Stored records

....

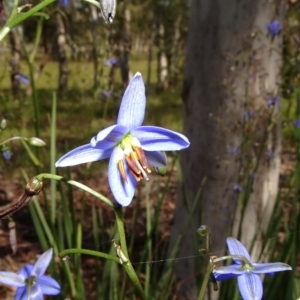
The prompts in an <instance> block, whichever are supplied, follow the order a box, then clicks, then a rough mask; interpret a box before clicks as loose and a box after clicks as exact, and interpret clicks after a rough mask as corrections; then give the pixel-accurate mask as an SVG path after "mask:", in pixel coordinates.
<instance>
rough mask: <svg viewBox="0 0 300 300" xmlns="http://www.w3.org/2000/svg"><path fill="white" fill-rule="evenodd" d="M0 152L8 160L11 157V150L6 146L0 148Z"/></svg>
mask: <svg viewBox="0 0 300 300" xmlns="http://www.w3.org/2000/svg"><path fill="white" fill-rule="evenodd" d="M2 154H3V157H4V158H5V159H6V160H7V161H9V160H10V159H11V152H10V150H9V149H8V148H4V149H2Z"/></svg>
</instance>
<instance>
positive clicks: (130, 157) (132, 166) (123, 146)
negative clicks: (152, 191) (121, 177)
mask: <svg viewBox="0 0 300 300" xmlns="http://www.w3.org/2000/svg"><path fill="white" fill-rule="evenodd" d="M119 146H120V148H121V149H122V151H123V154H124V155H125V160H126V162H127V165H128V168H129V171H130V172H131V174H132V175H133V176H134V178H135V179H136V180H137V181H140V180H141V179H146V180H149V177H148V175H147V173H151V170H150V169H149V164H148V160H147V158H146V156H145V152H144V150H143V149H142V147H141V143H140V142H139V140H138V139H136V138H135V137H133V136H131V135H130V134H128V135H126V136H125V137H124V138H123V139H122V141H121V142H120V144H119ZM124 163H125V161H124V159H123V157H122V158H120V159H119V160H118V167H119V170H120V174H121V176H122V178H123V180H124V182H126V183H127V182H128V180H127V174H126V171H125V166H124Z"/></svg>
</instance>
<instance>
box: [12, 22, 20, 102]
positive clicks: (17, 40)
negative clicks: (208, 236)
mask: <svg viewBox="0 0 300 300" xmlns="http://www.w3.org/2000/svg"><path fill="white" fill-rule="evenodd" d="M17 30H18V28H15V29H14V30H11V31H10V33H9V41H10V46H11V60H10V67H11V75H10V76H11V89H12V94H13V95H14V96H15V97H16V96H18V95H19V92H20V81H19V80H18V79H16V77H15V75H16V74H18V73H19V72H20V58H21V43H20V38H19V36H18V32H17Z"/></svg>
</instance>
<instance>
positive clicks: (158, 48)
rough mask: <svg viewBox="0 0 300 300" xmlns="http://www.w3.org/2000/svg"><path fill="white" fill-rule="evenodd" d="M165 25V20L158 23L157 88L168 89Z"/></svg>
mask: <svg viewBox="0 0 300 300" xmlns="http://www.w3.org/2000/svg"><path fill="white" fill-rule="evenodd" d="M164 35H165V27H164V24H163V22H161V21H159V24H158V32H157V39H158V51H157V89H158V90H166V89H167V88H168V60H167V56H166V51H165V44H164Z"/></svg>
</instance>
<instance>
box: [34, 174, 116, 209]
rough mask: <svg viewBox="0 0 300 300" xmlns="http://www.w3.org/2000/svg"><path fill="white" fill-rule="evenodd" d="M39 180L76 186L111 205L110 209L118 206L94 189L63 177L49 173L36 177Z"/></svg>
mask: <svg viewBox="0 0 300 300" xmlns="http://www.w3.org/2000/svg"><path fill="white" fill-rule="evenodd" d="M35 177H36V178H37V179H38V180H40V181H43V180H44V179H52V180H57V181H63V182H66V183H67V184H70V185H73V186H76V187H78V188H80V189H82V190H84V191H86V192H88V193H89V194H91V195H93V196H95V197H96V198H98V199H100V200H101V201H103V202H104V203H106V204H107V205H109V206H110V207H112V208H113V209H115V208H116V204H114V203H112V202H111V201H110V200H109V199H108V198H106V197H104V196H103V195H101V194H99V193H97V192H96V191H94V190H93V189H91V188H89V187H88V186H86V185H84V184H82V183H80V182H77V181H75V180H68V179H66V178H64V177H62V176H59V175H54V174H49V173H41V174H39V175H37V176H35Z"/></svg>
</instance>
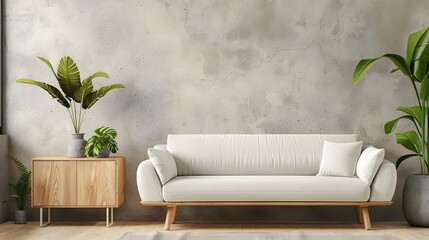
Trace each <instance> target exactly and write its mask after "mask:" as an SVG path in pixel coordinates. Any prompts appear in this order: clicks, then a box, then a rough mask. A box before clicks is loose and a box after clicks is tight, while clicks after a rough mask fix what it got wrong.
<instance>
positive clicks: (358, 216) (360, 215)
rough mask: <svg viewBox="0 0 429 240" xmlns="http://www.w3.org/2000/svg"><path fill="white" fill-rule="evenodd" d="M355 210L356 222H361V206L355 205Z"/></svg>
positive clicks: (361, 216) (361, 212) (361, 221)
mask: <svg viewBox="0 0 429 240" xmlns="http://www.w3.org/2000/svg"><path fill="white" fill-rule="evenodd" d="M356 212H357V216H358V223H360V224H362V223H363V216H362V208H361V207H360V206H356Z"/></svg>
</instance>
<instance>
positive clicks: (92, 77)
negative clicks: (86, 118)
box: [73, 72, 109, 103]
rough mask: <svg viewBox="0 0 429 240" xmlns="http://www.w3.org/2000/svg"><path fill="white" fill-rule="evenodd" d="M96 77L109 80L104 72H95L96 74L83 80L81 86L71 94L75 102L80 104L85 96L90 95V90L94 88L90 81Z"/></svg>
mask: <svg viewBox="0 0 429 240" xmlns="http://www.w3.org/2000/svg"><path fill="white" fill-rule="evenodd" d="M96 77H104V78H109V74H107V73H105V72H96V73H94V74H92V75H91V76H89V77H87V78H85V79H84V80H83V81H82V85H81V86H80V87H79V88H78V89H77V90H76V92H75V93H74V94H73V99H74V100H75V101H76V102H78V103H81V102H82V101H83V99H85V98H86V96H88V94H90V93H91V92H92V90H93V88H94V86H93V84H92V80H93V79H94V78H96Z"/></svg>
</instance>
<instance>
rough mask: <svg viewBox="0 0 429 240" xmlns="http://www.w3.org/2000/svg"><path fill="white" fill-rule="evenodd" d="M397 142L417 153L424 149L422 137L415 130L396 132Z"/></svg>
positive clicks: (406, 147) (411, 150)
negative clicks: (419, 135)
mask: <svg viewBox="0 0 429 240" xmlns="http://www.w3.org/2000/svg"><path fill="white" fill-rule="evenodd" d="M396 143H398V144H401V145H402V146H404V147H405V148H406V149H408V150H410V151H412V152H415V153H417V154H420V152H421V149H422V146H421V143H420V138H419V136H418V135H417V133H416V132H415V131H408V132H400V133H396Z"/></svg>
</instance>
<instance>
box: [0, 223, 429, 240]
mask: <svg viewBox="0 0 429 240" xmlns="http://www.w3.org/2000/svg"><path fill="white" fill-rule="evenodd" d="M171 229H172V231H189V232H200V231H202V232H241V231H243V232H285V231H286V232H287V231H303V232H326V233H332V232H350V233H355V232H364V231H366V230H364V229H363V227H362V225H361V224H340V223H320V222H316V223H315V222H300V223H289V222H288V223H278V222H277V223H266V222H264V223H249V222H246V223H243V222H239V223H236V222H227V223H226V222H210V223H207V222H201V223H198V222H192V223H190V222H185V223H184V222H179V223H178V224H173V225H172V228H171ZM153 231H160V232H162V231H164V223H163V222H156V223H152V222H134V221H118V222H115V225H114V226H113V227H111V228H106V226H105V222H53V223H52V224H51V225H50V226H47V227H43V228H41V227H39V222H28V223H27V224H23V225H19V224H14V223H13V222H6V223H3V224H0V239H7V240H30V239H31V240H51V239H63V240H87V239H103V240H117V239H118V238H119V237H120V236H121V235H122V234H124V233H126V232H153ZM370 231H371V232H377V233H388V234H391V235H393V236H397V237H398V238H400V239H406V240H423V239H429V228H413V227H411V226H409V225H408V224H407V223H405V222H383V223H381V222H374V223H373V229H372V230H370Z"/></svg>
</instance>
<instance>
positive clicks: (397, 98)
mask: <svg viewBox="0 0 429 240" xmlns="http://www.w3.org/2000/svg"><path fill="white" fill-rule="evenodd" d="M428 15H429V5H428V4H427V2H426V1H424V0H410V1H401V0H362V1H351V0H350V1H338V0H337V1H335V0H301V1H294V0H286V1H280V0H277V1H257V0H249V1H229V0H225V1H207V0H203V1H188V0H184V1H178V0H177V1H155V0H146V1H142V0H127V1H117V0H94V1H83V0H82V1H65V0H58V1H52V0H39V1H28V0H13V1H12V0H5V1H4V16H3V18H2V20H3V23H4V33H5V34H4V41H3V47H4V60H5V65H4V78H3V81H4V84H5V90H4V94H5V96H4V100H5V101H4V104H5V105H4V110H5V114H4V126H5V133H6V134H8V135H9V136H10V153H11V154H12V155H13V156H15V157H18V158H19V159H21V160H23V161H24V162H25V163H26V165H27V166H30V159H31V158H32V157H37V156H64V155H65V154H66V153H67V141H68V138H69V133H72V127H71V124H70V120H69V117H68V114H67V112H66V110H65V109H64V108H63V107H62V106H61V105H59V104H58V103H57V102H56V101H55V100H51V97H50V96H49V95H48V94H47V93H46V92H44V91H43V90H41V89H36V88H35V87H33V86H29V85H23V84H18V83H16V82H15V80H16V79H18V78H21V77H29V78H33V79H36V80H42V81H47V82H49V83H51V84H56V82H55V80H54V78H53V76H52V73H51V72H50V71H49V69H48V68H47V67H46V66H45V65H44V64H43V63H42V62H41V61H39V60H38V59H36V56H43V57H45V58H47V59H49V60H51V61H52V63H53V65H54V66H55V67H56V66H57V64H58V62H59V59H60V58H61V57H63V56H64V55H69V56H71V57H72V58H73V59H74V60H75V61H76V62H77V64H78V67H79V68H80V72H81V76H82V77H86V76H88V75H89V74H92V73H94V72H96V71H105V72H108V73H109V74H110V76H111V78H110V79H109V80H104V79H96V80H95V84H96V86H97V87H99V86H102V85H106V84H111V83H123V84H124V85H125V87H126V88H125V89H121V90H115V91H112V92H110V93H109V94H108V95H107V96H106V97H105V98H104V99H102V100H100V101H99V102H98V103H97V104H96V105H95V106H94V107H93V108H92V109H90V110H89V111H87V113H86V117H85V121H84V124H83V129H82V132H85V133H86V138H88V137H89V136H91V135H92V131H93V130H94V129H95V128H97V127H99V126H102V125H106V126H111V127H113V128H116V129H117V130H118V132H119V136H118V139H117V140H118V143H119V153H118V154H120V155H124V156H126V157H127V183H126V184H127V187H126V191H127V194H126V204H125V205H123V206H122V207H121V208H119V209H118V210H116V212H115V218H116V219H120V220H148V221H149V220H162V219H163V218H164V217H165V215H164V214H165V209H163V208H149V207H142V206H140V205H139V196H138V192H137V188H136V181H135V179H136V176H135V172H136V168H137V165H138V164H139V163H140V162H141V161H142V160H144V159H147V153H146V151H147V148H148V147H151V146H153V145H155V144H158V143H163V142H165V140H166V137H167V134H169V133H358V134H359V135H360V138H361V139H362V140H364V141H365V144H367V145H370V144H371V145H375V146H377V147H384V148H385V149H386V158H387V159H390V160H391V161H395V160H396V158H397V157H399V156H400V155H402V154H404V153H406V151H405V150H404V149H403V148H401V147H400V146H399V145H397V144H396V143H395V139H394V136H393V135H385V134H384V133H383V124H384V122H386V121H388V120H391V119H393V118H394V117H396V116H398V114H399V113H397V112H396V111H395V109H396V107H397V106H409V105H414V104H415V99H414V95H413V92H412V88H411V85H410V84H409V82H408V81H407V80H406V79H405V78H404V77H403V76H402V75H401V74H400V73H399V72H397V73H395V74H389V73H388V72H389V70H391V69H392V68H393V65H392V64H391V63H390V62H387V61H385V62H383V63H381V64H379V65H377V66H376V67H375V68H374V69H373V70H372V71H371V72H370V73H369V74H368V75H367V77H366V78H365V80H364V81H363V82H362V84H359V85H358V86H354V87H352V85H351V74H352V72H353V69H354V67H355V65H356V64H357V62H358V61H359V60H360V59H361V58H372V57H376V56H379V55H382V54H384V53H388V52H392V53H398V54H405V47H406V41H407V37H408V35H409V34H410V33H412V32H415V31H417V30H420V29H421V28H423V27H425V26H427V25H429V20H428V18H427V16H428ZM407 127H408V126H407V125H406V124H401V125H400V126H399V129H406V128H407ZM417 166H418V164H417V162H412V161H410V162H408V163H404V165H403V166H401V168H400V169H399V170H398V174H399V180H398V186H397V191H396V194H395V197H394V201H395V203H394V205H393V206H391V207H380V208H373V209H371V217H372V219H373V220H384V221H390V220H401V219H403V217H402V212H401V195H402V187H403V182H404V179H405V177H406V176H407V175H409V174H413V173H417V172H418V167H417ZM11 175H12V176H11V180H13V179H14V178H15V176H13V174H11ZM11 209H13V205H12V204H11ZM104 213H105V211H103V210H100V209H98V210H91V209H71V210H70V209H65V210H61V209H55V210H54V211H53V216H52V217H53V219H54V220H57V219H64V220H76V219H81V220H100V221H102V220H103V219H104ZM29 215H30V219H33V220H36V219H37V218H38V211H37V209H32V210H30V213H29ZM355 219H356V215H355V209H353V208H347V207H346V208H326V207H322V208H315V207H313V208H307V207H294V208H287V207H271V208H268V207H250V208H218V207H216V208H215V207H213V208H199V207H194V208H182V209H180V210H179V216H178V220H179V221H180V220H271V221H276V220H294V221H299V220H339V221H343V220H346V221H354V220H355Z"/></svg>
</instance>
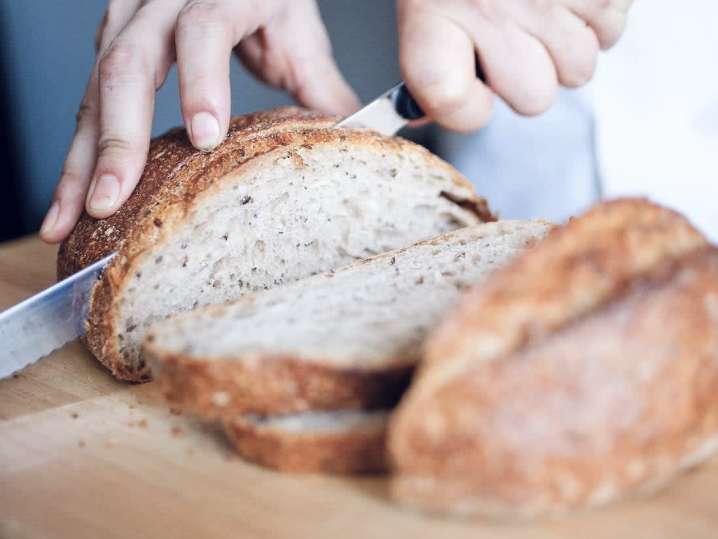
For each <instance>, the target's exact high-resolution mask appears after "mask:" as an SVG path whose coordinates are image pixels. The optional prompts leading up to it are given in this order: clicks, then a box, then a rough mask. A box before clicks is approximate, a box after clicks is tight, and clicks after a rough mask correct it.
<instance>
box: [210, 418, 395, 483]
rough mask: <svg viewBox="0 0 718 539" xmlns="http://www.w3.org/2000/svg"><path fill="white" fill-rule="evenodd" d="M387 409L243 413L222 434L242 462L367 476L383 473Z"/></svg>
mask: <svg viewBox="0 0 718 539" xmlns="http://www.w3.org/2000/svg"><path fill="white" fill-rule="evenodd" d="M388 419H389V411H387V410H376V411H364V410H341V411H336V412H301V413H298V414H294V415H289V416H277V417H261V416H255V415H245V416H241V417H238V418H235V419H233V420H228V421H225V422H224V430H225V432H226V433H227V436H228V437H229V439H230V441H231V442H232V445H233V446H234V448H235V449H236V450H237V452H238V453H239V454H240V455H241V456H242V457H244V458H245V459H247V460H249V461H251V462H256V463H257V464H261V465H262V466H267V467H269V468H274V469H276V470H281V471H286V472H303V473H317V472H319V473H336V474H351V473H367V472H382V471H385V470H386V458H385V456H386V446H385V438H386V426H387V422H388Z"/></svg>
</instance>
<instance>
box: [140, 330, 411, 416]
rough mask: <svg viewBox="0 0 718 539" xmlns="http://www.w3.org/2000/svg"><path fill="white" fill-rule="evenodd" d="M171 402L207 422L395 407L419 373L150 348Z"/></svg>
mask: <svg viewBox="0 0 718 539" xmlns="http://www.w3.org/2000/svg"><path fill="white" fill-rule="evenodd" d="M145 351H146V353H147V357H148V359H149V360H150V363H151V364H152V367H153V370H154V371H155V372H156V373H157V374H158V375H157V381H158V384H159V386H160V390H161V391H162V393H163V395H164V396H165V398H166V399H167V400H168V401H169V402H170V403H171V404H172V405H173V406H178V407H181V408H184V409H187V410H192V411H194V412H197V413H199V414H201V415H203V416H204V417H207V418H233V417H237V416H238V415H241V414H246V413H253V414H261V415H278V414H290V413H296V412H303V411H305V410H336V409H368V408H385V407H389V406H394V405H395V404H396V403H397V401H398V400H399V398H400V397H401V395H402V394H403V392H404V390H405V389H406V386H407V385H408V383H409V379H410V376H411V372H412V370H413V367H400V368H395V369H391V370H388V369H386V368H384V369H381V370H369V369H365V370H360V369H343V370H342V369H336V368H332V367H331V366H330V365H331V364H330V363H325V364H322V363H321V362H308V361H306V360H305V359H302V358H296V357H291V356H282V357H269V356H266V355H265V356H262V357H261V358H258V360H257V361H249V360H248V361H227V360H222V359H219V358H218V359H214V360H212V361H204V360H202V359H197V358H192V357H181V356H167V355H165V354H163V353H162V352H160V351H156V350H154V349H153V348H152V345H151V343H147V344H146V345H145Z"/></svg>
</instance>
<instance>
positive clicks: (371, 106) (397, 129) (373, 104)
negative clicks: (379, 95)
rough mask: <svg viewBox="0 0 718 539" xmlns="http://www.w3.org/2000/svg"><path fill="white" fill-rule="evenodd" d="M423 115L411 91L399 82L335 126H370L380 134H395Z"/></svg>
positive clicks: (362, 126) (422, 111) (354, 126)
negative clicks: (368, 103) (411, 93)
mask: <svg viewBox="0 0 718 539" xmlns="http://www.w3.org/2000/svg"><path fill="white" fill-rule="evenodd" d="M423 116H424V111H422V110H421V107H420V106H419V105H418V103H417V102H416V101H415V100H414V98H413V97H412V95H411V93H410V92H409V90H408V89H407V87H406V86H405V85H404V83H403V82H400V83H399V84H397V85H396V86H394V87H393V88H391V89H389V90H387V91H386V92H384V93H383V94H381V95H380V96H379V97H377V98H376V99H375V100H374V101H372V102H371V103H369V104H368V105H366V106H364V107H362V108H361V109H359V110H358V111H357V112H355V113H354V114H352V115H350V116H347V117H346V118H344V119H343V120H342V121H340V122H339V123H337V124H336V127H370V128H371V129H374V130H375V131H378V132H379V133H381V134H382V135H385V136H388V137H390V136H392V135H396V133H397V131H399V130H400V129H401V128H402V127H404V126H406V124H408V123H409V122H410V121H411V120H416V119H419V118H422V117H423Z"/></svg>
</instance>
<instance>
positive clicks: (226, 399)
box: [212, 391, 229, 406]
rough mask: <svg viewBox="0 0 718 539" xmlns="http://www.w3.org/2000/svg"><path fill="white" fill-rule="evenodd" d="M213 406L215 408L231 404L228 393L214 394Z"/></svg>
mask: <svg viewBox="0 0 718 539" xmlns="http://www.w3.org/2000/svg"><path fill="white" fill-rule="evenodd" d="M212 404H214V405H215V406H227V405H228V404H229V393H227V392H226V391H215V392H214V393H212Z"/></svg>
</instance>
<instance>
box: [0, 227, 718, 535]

....

*TRY IT*: Only the line with "positive clicks: (130, 157)" and those preceding it, back to the first line of the entries, should be repeated exactly, without pictures.

*THE COMPLETED TASK*:
The prompts in an <instance> block, whichever are supplied, follow the order a box, then clicks, then a rough mask; interpret a box before clicks as loose and a box after clicks as exact, and interpret clicks after a rough mask as corrections; then give the pixel-accurate mask as an SVG path after "mask:", in pixel coordinates.
<instance>
rough mask: <svg viewBox="0 0 300 300" xmlns="http://www.w3.org/2000/svg"><path fill="white" fill-rule="evenodd" d="M0 152L8 160L11 157V150L6 146L0 148Z"/></svg>
mask: <svg viewBox="0 0 300 300" xmlns="http://www.w3.org/2000/svg"><path fill="white" fill-rule="evenodd" d="M2 154H3V157H4V158H5V159H6V160H7V161H9V160H10V159H11V152H10V150H9V149H8V148H4V149H2Z"/></svg>
</instance>
<instance>
positive clicks: (130, 157) (132, 166) (123, 146)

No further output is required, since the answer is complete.